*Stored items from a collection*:
■ ■ ■ ■ ■ ■ ■
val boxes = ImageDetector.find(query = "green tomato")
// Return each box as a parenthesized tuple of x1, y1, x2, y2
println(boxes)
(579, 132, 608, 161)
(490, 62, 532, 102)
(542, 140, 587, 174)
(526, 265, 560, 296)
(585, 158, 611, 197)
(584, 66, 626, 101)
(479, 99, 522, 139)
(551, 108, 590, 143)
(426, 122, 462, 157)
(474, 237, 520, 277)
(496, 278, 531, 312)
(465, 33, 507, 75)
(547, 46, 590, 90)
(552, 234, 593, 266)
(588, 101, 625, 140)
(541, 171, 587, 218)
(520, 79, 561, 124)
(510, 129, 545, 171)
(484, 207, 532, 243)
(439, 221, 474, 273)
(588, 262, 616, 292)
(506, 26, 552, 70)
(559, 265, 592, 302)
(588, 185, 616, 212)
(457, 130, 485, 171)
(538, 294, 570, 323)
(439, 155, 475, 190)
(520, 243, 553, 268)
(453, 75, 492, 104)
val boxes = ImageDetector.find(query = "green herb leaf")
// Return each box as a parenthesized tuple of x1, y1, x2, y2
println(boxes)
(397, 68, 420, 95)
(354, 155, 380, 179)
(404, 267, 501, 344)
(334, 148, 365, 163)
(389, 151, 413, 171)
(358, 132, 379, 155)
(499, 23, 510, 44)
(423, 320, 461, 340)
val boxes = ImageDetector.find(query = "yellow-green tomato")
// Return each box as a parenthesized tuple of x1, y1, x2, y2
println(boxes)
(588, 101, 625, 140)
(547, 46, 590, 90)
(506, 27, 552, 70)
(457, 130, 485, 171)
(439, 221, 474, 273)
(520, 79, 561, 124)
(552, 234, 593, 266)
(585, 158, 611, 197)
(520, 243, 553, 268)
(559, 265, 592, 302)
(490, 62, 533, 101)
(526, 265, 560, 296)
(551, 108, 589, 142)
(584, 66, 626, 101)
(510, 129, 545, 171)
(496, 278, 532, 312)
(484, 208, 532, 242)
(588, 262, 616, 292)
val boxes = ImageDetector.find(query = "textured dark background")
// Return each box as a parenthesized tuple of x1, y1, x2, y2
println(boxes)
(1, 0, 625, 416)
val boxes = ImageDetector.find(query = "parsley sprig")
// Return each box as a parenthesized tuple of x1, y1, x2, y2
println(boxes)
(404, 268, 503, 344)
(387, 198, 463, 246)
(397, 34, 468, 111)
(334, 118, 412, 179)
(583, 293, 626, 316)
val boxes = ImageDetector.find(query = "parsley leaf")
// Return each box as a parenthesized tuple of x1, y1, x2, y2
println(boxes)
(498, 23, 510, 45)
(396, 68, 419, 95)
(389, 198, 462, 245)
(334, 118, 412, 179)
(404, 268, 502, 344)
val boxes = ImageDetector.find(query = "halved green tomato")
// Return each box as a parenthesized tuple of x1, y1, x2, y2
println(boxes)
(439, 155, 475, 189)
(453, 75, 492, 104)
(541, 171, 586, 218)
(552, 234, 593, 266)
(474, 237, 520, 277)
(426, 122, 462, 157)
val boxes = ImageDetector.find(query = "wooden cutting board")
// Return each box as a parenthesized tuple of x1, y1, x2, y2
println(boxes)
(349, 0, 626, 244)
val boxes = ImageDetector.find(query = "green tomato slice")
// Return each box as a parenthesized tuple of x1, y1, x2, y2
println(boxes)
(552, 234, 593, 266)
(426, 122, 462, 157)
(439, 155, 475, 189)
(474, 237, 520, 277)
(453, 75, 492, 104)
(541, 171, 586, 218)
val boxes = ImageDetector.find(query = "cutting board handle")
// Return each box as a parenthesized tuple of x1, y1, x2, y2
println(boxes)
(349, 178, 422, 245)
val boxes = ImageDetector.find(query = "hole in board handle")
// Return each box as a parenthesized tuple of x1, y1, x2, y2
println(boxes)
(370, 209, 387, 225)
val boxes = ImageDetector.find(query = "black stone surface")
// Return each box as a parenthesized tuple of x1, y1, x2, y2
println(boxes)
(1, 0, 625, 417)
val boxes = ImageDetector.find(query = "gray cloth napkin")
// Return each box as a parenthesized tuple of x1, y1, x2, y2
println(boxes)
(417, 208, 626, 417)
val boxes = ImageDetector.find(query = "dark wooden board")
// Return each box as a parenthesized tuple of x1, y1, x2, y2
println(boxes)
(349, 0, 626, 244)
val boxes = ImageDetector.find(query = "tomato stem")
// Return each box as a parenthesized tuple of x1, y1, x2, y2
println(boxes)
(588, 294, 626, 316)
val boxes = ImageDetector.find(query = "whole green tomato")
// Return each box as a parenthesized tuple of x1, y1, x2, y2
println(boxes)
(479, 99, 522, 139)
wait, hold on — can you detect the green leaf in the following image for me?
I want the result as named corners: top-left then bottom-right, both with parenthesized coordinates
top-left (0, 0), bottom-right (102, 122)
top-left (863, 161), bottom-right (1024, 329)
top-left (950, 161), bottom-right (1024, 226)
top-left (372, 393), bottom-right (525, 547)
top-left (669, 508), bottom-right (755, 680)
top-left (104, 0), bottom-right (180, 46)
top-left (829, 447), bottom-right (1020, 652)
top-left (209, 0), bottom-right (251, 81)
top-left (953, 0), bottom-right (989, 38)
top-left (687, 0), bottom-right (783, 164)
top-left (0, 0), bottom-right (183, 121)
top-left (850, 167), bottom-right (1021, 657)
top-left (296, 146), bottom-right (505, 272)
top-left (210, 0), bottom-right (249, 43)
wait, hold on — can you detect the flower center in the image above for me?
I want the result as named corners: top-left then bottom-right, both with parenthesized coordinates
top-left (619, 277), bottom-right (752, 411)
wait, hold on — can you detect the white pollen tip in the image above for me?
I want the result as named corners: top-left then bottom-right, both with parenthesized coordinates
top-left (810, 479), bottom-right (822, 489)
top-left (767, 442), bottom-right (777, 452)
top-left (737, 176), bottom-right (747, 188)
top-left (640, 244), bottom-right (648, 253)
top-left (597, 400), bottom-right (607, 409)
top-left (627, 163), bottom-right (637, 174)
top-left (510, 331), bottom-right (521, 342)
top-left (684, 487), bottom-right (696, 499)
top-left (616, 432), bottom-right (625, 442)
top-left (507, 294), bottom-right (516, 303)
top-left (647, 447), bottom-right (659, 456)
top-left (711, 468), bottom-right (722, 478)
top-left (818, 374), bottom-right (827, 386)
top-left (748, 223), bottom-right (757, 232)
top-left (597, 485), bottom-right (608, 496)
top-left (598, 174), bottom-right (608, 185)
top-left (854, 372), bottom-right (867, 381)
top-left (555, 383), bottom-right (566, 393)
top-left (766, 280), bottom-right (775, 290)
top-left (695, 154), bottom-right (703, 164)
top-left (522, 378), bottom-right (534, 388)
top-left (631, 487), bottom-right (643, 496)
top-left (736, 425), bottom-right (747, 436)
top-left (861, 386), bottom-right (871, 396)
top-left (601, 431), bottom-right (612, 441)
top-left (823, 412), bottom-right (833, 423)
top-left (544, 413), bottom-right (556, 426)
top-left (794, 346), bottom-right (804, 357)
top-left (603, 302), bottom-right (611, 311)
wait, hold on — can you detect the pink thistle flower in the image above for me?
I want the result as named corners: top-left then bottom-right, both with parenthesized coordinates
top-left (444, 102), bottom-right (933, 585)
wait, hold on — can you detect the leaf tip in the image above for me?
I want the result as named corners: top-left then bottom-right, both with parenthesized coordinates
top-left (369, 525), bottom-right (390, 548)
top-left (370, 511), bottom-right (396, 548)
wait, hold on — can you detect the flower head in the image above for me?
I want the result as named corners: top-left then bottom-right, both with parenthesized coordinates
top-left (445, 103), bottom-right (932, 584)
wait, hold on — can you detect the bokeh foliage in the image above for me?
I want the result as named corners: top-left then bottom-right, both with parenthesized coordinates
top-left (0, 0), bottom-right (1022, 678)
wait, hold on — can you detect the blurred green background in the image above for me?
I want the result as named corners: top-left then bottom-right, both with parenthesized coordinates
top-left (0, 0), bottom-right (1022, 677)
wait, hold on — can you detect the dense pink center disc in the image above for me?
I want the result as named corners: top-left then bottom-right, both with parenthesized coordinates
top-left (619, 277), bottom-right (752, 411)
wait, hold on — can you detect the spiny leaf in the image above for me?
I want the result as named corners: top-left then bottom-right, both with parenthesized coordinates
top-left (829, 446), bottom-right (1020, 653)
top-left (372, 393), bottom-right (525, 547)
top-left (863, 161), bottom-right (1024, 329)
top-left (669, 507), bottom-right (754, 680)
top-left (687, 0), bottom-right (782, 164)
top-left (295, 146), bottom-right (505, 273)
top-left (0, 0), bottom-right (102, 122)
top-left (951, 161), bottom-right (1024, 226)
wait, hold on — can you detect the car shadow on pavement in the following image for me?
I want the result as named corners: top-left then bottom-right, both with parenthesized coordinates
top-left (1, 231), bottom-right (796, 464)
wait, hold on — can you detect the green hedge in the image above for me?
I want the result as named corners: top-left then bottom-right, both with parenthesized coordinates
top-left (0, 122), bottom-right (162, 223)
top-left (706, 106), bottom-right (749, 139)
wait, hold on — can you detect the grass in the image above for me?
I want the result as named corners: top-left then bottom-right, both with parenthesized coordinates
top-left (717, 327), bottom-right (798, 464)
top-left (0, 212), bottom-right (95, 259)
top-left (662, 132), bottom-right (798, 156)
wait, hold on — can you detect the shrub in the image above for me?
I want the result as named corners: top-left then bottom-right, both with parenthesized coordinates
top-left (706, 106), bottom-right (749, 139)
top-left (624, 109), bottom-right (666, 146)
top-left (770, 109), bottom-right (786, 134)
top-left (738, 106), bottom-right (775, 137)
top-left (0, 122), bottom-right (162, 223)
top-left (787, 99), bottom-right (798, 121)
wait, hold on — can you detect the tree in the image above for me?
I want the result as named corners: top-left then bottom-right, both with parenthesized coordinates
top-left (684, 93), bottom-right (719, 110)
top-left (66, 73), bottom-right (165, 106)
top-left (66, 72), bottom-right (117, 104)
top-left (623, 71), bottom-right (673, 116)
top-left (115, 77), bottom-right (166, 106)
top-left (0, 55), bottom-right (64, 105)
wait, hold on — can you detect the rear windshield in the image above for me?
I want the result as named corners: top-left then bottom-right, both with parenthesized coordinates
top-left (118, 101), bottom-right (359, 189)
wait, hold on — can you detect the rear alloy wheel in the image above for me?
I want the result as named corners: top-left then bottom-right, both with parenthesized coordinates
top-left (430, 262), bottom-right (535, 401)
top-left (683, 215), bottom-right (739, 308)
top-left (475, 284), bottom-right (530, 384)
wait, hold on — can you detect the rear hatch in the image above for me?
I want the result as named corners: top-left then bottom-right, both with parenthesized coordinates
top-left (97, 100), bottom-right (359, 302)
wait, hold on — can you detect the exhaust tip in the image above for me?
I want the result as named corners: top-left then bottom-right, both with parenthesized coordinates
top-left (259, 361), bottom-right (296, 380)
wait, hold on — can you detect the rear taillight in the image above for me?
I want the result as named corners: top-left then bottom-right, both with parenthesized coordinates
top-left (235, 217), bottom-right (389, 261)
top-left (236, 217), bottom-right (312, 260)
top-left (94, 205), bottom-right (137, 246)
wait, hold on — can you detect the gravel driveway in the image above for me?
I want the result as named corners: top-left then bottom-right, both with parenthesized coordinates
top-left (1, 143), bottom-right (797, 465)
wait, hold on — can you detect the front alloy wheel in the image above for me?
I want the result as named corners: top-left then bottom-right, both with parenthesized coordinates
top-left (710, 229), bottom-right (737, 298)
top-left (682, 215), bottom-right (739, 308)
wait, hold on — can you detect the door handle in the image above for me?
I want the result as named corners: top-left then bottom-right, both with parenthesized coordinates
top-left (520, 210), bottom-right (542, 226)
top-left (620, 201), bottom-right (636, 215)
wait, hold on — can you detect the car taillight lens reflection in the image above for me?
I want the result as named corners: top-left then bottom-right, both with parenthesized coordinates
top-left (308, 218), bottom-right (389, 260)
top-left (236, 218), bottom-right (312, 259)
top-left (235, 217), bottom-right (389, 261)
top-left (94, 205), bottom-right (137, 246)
■ ■ ■ ■ ■ ■ ■
*WHAT YOU NEED TO DO*:
Every line containing the string "dark" is required; copy each such line from the data.

*RESPONSE BELOW*:
val boxes = ImageDetector.find(query = "textured dark background")
val boxes = ImageDetector.find(query = "dark wooden board")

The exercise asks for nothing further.